> GOAL
Report every line of the records below that contains the word "bare", copying each such line in full.

> SUPPLIED MATERIAL
···

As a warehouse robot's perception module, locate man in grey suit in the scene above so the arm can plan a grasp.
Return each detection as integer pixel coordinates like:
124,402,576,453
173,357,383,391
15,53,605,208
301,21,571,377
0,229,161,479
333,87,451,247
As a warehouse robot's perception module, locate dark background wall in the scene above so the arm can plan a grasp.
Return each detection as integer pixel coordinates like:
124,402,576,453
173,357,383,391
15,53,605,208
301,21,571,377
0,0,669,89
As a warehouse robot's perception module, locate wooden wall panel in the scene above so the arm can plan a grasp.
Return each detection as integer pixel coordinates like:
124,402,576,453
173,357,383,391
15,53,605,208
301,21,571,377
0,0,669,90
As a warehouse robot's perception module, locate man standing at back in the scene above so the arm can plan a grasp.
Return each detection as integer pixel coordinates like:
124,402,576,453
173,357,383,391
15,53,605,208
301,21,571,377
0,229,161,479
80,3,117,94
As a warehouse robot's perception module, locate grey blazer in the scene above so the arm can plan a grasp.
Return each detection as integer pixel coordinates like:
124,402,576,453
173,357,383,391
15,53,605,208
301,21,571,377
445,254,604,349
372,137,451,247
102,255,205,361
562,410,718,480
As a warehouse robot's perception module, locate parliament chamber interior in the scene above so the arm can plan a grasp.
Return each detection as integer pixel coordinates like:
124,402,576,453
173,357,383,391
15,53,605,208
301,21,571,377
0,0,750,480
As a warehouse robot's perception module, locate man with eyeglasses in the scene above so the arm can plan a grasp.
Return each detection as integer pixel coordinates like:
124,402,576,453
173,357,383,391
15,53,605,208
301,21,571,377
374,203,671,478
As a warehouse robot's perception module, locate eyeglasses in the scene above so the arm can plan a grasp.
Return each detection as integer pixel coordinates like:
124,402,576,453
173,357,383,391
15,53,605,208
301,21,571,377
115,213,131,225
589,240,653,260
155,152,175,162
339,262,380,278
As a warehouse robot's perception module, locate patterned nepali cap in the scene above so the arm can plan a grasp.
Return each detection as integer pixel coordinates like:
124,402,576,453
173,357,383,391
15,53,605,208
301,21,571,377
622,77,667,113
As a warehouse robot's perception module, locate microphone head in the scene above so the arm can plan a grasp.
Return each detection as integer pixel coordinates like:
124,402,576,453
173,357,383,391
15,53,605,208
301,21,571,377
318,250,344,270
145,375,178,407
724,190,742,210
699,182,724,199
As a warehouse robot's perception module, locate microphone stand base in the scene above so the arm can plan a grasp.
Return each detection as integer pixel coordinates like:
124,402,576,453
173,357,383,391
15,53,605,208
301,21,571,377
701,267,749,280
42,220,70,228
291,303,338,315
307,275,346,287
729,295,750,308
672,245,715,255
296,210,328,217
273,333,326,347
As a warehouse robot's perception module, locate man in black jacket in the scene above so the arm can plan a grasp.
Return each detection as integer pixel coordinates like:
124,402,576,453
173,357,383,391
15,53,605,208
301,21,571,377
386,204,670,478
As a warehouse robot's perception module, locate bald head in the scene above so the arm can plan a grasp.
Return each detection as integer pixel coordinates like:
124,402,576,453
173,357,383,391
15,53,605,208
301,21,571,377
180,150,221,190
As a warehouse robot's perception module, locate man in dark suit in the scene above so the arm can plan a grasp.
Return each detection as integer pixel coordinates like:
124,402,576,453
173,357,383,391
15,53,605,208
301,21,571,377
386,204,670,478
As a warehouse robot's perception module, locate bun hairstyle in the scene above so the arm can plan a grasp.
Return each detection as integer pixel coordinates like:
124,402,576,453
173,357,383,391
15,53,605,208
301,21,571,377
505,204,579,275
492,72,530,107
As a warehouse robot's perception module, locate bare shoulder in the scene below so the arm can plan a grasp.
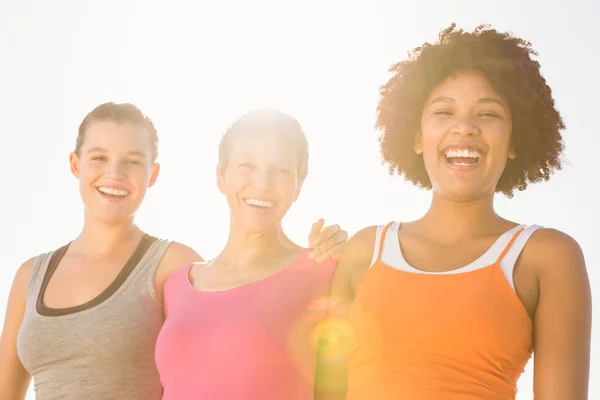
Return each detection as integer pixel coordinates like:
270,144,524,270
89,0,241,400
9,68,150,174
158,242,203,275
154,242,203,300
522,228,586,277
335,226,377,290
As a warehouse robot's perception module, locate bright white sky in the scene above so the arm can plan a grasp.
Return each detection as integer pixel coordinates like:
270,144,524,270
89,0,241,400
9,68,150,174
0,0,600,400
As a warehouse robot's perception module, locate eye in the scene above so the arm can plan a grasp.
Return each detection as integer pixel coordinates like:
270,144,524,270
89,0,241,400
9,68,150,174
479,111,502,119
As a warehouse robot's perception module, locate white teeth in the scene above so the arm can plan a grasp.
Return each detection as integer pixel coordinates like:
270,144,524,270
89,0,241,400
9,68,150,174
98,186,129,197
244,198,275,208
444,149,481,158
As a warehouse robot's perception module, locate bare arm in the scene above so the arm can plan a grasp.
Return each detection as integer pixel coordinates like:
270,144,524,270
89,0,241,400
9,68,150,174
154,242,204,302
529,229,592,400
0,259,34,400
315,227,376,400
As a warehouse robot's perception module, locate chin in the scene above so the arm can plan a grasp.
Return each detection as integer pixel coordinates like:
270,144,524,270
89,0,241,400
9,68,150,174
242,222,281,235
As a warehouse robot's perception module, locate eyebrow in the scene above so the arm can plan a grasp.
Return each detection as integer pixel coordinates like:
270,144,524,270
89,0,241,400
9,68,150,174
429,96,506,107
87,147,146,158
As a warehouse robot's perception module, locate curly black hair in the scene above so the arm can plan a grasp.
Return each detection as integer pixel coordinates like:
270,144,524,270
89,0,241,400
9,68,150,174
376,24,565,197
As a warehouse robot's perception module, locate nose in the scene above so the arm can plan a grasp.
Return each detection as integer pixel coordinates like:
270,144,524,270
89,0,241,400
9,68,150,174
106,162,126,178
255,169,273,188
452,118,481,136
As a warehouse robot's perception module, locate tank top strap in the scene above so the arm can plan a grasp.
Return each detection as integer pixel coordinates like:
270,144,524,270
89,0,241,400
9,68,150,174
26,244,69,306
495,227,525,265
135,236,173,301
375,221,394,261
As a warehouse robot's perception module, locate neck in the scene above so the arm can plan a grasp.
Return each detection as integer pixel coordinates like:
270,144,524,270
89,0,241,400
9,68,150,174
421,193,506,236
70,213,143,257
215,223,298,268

···

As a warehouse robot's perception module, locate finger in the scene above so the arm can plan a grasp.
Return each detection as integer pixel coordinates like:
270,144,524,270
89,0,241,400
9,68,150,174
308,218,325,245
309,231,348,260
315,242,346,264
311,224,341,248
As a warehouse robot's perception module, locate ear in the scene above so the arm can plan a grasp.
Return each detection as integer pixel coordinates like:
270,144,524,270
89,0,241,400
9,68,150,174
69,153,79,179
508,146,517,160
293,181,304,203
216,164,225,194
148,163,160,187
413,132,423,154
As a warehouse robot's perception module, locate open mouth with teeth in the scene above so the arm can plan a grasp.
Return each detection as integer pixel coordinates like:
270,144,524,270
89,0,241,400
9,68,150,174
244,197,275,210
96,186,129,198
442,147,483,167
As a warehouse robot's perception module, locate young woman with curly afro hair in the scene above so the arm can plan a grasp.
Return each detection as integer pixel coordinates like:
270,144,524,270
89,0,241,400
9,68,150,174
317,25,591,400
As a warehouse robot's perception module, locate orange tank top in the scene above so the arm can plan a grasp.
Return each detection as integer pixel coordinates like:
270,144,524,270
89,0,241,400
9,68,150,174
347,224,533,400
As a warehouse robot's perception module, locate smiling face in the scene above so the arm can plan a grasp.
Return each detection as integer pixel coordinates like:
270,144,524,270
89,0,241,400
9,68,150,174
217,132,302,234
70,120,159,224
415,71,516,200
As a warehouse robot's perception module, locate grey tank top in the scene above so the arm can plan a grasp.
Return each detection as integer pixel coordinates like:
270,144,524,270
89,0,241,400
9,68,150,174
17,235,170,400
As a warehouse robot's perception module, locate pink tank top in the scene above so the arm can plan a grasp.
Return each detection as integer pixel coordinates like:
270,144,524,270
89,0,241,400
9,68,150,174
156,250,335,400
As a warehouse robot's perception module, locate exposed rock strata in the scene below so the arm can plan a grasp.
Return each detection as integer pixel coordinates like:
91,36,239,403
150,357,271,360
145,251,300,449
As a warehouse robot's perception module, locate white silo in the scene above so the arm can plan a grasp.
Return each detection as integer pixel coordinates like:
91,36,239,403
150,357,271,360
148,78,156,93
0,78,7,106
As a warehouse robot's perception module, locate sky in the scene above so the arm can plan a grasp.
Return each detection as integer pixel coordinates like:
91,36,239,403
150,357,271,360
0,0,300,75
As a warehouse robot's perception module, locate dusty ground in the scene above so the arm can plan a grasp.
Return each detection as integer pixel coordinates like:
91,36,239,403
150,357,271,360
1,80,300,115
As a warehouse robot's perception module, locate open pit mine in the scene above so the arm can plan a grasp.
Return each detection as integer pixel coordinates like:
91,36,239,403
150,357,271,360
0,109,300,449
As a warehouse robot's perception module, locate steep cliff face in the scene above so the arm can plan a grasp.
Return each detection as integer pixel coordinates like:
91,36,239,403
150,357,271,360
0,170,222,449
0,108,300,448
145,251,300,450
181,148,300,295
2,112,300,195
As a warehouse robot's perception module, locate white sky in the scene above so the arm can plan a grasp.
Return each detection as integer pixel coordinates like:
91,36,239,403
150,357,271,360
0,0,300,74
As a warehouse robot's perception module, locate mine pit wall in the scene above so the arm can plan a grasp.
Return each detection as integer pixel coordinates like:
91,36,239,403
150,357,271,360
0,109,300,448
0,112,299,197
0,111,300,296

···

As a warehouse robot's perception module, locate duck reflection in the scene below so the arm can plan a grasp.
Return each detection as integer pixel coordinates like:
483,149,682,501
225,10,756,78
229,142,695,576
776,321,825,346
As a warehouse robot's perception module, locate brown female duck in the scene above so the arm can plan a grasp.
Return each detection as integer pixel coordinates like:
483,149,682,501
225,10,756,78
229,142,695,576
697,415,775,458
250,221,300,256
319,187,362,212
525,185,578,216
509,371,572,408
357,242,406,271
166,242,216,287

···

> REPLY TO THE EXERCISE
As a warehouse robot's perception module, locate bare shoulder in the scene below so the arm can plan a grasp.
As a warehouse robot's perception module, locate bare arm in the scene above so the arm can plan a grasp.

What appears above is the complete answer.